A ball having kinetic energy KE, is projected at an angle of 60° from the horizontal. What will be the kinetic energy ​

Question

A ball having kinetic energy KE, is projected at an angle of \(60^{\circ}\) from the horizontal. What will be the kinetic energy of ball at the highest point of its flight?

(1) \(\frac{(\mathrm{KE})}{8}\)

(2) \(\frac{(\mathrm{KE})}{4}\)

(3) \( \frac{(\mathrm{KE})}{16}\)

(4) \(\frac{(\mathrm{KE})}{2}\)

Answer 1

Correct option is : (2) \(\frac{(\mathrm{KE})}{4}\)

────

**Tasks to carry out:**
1) In the projectile question above, at what angle from the horizontal is the ball projected?
2) Please pick up the projectile question above right after its stated correct option and keep writing from there.

────

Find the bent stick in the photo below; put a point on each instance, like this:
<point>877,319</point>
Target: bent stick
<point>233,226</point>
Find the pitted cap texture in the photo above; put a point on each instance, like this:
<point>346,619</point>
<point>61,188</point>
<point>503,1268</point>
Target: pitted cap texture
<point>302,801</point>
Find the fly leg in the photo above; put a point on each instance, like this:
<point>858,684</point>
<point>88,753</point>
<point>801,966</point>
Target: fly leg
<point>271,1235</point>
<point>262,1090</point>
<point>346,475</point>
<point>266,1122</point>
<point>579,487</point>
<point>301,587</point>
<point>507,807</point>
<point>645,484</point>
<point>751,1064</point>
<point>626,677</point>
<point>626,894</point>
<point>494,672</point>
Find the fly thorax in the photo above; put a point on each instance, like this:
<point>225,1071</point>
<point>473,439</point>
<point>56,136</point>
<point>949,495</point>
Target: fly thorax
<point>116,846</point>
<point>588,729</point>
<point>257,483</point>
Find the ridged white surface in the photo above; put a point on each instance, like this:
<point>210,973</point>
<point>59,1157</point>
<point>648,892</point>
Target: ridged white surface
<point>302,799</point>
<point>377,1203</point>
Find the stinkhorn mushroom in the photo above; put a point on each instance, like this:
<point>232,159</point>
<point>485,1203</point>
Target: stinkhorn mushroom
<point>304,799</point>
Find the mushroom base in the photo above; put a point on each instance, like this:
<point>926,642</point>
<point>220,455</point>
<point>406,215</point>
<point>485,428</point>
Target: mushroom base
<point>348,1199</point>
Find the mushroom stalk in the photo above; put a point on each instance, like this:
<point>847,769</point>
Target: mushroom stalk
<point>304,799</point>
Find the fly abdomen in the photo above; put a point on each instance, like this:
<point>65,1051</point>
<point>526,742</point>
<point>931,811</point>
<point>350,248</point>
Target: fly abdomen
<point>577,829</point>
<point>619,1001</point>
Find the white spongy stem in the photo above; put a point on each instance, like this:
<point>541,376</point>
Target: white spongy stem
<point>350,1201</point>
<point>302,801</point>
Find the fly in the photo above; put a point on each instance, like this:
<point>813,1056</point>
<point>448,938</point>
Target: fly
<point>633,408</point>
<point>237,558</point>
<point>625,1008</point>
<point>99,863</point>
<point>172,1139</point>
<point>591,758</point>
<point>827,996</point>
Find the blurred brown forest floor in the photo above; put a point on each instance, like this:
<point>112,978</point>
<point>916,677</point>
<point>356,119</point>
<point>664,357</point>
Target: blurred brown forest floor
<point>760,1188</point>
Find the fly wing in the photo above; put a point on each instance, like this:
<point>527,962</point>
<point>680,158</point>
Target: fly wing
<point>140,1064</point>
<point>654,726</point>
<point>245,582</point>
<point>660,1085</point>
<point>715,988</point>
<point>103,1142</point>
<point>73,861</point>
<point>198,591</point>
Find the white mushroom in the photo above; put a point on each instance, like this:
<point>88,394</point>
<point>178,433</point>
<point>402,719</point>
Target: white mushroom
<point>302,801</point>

────

**Answers to the exercise:**
1) 60°

2)
Initial K.E,

\( K.E. =\frac{1}{2} \mathrm{mu}^{2}\) 

Speed at heighest point

\( \mathrm{V}=\mathrm{u} \cos 60^{\circ}=\frac{\mathrm{u}}{2}\) 

\( \therefore \ \mathrm{KE}_{2}=\frac{1}{2} \mathrm{~m}\left(\frac{\mathrm{u}}{2}\right)^{2}\) 

\( =\frac{1}{4} \times \frac{1}{2} \ \mathrm{mu}^{2}\) 

\( =\frac{\mathrm{KE}}{4}\)